◆ Given instruction ◆
Turn every line of the entries below into one numbered list, skipping blank lines and omitting the pictures.

◆ Task material ◆
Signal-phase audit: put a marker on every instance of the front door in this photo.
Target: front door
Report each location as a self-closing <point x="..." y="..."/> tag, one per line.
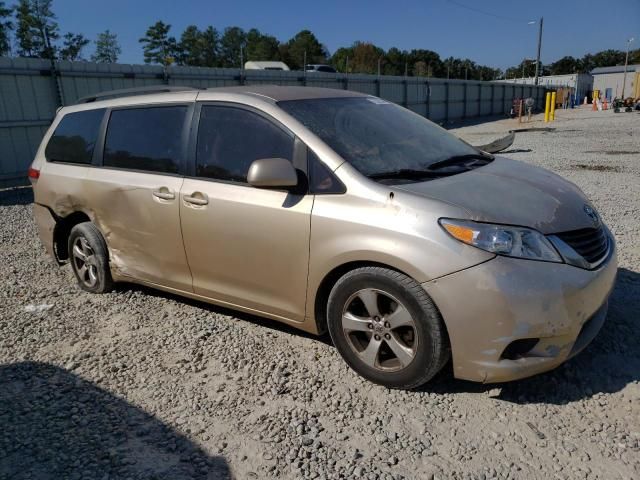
<point x="135" y="195"/>
<point x="246" y="246"/>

◆ Task solution ◆
1. Signal-phase audit: put a marker on every instance of the front door in this photo.
2. Target: front door
3. Report each location as a self-closing <point x="..." y="..."/> tag, one per line.
4. <point x="135" y="195"/>
5. <point x="246" y="246"/>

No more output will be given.